- [Tasks to carry out]
(1) In the passage on transparency and power, what was one rightful rallying cry against UK libel laws?
(2) Write out the passage on transparency and power word for word, starting with "For sure, we" and going on through "one we have.".

======== Passage given ========

But IMHO he wins out by addressing the core issue; that the only way to capitalise on transparency to increase trust is to actually change structures. So if we can never be sure whether a certain political donation did or did not influence a vote, we should take donations out of the process altogether. As Egyptian activist Alaa Abd El Fattah tweeted during the debate: "amazing how people r missing the point of @LESSIG article. disclosure useless without changing uderlying dynamics".

Despite the Sunlight folks efforts to 'annually directly train more than a thousand reporters and bloggers on how to use these datasets, tools, and sites to better inform their investigations' their aspirations stop at cleaning up the existing system. In this they follow the democracy geeks at MySociety, believing that current mechanisms would deliver fairness if only they were cleansed of unethical gunk.

For sure, we need transparency around finances, but cash is just a proxy for power. And power is a far trickier thing to map than money; it ranges from the psychological to the physical and involves us all in complex and contradictory networks. Our current institutions accrete power in ways that amplify its abuse while simultaneously producing narratives of denial.

Us liberal Twitterati have flexed our Streisand effect in the last few days to challenge the old trappings of power, in the specific shape of UK libel laws and #Trafigura. One rightful rallying cry for this was the 1688 Bill of Rights. But it's ironic that so many other flaws of our system are still glossed over, despite the fact that in the Putney Debates of 1647 the Levellers were predicting the need for a better system than the one we have.

======== Extracted material ========

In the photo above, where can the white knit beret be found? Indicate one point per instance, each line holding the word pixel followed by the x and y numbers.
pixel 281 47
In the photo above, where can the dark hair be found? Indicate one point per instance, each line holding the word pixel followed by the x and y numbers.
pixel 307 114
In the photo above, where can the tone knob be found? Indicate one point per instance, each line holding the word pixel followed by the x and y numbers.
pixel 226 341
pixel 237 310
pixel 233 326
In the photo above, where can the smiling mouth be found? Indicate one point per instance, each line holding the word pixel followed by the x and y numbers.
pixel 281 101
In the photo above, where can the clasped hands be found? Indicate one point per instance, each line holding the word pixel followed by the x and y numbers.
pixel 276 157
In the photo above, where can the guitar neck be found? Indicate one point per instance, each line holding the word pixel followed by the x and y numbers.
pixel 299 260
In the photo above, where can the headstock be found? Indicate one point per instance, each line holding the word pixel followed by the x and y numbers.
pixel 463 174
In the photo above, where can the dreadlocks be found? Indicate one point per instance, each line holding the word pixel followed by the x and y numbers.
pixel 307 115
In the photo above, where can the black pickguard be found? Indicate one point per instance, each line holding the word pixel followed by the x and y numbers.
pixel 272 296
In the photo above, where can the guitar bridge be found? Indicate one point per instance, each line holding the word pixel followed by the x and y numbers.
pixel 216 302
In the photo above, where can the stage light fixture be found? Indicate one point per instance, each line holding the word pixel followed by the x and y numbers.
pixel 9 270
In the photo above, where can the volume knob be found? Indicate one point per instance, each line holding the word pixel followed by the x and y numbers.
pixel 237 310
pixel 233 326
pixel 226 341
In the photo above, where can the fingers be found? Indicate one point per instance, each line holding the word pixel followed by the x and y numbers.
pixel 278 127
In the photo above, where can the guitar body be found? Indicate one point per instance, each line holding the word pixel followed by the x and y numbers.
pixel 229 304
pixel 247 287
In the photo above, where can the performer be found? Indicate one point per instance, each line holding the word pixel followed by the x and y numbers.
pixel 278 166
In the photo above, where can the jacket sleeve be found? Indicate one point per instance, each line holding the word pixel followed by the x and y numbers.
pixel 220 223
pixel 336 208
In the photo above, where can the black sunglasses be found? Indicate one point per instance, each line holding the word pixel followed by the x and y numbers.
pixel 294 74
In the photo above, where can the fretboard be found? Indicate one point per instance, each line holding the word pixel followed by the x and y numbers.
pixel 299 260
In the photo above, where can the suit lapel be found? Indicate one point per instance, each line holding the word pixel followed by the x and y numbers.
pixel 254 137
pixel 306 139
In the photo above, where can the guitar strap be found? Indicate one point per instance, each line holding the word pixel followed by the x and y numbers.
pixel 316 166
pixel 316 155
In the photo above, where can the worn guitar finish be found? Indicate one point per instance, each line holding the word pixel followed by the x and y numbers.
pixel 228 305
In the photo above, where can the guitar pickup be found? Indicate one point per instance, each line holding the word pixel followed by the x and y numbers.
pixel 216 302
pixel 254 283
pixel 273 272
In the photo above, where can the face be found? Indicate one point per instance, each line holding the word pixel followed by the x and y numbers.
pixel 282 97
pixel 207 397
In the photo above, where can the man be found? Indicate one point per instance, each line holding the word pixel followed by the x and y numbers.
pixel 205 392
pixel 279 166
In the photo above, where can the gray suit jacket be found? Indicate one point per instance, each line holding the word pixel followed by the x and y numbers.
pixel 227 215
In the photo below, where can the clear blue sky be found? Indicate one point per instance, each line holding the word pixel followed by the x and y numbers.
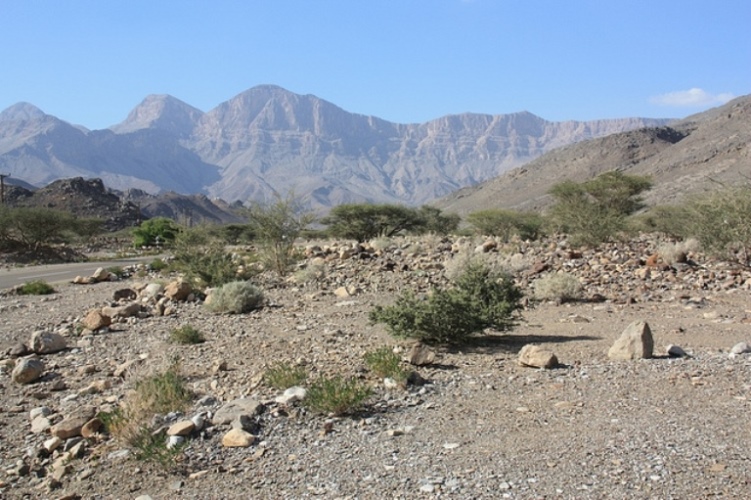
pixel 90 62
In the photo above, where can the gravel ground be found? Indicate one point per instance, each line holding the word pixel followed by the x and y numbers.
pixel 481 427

========
======== Extracted material ========

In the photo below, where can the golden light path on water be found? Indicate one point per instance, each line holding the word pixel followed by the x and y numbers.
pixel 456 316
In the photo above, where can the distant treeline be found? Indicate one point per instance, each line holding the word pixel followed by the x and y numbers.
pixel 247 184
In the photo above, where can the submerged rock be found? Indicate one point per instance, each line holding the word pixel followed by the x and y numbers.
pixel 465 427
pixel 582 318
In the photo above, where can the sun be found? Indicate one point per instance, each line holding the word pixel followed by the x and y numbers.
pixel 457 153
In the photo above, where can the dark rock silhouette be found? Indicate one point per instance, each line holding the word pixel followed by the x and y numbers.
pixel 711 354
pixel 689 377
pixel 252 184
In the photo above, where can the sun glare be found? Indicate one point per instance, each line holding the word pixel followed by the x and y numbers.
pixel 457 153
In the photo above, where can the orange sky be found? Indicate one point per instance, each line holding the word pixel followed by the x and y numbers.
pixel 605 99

========

- [Task responses]
(1) The 1688 Bill of Rights.

(2)
For sure, we need transparency around finances, but cash is just a proxy for power. And power is a far trickier thing to map than money; it ranges from the psychological to the physical and involves us all in complex and contradictory networks. Our current institutions accrete power in ways that amplify its abuse while simultaneously producing narratives of denial.

Us liberal Twitterati have flexed our Streisand effect in the last few days to challenge the old trappings of power, in the specific shape of UK libel laws and #Trafigura. One rightful rallying cry for this was the 1688 Bill of Rights. But it's ironic that so many other flaws of our system are still glossed over, despite the fact that in the Putney Debates of 1647 the Levellers were predicting the need for a better system than the one we have.